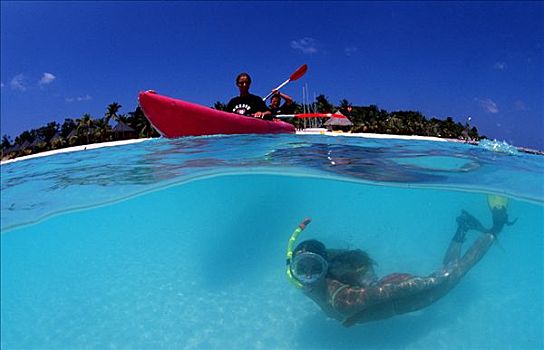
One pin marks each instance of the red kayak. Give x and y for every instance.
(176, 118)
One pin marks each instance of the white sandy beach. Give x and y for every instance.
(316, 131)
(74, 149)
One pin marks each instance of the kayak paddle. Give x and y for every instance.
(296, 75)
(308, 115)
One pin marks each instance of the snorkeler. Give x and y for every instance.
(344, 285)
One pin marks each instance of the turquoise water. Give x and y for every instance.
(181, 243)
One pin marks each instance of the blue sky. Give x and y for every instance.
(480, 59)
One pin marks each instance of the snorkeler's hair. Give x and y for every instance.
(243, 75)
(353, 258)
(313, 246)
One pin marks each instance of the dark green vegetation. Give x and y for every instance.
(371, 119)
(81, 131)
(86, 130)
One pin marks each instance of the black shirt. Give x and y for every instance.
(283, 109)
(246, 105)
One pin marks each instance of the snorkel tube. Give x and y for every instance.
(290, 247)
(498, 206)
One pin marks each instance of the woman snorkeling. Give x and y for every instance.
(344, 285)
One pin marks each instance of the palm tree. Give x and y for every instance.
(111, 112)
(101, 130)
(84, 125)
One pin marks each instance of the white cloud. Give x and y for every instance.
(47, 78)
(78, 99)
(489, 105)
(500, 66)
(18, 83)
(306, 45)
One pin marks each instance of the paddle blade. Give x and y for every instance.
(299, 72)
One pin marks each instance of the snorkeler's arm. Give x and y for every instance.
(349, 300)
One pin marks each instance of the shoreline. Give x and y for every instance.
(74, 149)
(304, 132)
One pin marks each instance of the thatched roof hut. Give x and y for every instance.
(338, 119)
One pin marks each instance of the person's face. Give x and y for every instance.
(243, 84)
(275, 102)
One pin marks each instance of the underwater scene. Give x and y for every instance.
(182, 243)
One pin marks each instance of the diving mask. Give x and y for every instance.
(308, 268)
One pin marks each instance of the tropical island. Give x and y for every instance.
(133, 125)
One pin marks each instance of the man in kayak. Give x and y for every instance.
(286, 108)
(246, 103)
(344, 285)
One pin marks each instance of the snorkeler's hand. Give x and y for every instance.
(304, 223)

-=-=-=-=-

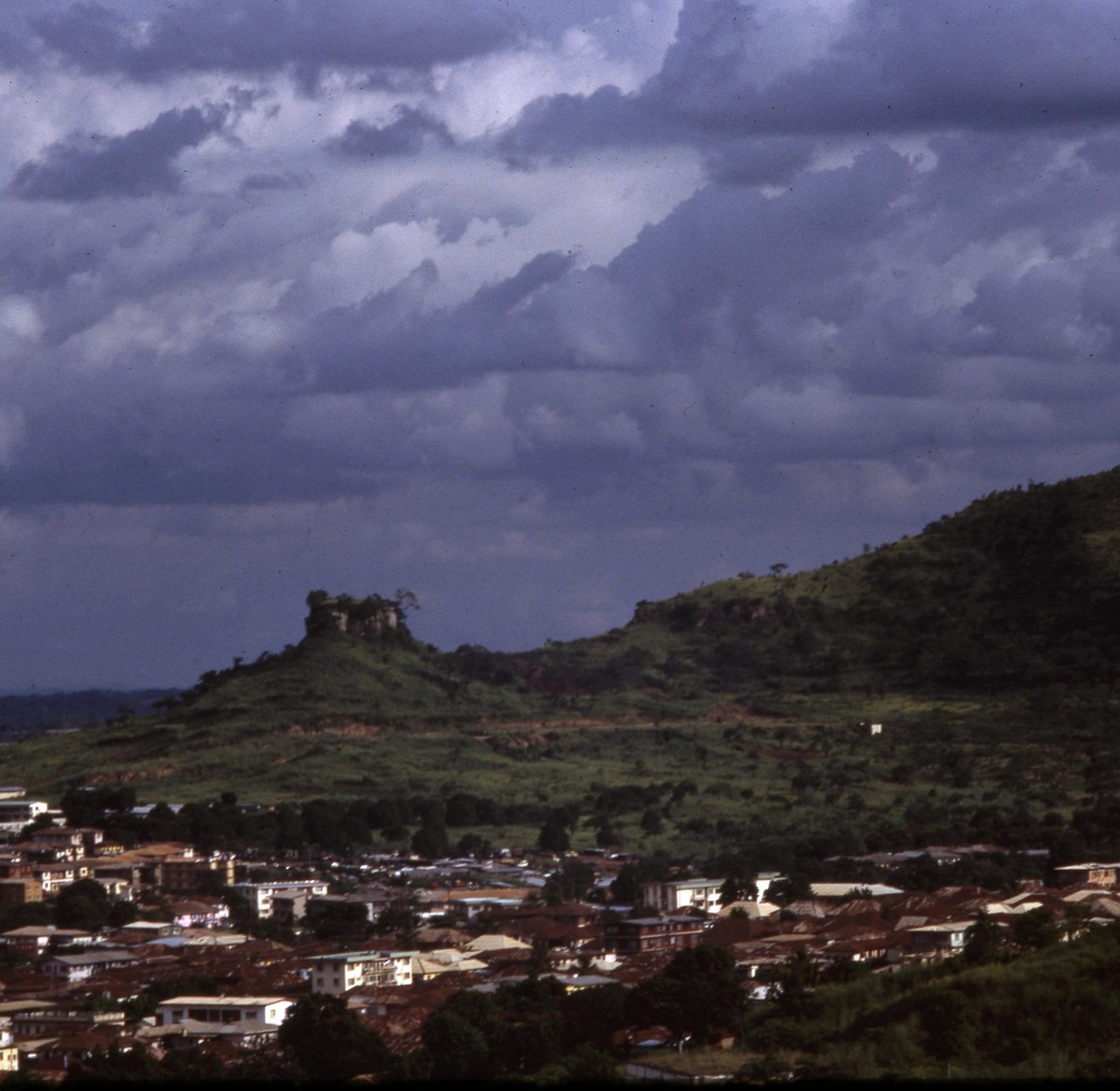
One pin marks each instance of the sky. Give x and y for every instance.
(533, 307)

-=-=-=-=-

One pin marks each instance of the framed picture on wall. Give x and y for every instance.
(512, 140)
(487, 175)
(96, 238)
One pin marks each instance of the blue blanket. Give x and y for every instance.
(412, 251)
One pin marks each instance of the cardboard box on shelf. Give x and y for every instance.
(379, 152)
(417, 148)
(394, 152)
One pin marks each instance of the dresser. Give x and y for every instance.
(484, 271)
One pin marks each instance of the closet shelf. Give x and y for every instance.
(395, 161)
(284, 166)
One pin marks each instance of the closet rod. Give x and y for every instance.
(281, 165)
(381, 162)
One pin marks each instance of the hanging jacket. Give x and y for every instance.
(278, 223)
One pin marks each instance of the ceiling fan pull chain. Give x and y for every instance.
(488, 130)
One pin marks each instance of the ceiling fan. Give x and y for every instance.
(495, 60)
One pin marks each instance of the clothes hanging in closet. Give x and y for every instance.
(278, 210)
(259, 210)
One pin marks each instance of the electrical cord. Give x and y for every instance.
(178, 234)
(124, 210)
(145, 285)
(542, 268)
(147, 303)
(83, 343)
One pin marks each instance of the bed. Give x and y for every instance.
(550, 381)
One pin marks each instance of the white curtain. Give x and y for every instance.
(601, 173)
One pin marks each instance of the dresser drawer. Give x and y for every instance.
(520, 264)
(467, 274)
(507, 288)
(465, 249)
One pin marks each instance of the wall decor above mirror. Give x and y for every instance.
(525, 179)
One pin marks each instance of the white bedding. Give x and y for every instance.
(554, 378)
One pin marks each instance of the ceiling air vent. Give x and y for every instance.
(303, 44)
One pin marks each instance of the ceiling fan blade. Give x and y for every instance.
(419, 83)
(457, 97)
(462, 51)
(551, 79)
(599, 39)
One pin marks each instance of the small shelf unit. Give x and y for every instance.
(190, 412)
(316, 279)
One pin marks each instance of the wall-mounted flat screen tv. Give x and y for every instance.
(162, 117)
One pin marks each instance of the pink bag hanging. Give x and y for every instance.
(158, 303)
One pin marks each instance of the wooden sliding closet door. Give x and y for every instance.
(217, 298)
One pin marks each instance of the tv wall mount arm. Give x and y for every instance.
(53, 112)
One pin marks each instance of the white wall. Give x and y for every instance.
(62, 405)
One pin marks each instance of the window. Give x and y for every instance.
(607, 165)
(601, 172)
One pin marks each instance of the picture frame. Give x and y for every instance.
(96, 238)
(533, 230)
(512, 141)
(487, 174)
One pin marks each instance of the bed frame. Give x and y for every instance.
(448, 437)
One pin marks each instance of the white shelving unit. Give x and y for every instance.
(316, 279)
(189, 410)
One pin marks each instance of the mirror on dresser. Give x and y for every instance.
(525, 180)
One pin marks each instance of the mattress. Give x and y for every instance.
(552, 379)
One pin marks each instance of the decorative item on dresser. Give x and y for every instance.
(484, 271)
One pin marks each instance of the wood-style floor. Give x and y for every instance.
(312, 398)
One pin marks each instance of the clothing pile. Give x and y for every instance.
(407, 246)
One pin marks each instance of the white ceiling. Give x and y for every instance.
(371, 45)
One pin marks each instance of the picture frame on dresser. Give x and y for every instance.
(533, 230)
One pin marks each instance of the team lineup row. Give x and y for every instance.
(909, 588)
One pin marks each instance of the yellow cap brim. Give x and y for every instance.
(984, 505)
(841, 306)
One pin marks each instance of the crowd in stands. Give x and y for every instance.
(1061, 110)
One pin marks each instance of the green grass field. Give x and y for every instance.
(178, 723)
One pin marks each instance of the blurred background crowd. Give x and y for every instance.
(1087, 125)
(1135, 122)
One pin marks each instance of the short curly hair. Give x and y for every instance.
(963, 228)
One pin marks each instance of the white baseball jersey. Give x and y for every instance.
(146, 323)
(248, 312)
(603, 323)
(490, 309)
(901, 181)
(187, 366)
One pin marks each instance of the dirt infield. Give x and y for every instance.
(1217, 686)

-=-=-=-=-

### Exercise
Revise the data from the line containing "One pin marks each instance of the green" through the line containing "(1217, 686)" by replacing "white baseball jersey" with "gray baseball jersey" and leaving everything else unchanged. Return only those lines.

### Exercise result
One pin marks each instance of the green grass field. Give x and y for every instance.
(178, 723)
One pin marks each instance of the blurred background crowd. Give x and y for every instance.
(1087, 125)
(1135, 122)
One pin marks each instance of the short curly hair. Give x and y for every instance.
(963, 228)
One pin marks each instance of the gray baseball jersey. Give x and y for every instance.
(146, 323)
(248, 312)
(603, 323)
(490, 309)
(901, 181)
(187, 366)
One pin marks each instance of the dirt infield. Give x and y for every instance.
(1217, 686)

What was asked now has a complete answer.